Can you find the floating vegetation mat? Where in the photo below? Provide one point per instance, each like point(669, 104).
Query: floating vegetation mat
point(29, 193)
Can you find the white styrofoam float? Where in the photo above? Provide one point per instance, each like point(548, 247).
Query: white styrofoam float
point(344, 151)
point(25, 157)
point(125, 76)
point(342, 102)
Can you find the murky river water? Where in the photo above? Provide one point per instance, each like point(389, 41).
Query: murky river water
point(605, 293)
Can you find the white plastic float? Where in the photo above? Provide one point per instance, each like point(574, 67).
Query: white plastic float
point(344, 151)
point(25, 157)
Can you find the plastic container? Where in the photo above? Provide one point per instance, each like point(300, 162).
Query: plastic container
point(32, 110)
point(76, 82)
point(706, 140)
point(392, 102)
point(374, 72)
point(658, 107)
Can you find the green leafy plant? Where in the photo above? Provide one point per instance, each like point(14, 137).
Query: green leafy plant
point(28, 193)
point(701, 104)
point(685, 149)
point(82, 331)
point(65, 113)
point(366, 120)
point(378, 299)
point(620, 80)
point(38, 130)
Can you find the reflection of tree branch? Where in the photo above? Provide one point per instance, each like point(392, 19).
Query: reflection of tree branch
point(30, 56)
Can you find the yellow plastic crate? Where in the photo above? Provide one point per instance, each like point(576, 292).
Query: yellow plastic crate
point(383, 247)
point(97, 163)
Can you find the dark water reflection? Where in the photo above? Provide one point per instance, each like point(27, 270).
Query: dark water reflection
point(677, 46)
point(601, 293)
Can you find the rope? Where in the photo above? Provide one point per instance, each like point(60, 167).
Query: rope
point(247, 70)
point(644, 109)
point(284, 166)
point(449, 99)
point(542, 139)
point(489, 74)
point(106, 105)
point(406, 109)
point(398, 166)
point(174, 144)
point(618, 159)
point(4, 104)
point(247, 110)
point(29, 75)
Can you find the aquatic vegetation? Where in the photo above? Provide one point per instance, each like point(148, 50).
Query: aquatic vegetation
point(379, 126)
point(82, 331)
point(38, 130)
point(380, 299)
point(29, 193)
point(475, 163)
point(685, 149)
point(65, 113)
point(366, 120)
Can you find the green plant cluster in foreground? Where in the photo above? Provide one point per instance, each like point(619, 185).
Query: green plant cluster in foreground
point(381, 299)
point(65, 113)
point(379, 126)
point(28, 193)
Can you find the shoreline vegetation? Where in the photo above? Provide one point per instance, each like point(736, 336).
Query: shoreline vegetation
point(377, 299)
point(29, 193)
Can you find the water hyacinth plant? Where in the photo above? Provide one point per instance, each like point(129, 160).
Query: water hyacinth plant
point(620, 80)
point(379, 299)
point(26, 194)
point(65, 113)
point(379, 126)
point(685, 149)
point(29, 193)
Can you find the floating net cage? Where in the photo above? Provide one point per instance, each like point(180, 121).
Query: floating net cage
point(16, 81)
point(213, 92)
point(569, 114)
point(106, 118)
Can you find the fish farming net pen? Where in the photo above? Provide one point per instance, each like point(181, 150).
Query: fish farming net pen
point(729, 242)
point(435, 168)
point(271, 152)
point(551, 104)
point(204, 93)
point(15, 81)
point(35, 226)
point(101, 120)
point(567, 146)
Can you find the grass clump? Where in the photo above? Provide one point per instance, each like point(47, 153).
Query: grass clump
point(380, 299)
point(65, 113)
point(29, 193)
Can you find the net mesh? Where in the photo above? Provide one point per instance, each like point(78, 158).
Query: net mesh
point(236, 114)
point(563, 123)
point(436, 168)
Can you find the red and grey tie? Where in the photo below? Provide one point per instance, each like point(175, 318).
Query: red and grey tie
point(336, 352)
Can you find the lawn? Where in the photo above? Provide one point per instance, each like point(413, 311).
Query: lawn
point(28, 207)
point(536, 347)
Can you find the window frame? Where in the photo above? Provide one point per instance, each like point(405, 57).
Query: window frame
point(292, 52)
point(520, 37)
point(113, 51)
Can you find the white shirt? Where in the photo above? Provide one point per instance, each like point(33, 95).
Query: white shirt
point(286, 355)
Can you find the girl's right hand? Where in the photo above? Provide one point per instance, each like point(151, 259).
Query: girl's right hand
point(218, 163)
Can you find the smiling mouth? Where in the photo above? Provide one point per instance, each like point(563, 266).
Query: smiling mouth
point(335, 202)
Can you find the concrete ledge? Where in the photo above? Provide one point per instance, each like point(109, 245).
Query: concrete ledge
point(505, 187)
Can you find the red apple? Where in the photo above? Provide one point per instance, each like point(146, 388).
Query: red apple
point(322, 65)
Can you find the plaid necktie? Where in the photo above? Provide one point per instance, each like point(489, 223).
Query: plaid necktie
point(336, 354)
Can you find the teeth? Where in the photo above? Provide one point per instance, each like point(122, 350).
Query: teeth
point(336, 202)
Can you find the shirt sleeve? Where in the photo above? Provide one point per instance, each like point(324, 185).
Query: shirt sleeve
____
Short exercise:
Reproduce verbatim the rows above, from the line containing "Can you find the window" through the line containing "point(113, 51)", both included.

Answer in full:
Can you find the window frame? Where in the photo above? Provide one point per instance, each like point(405, 57).
Query: window frame
point(292, 52)
point(520, 37)
point(113, 51)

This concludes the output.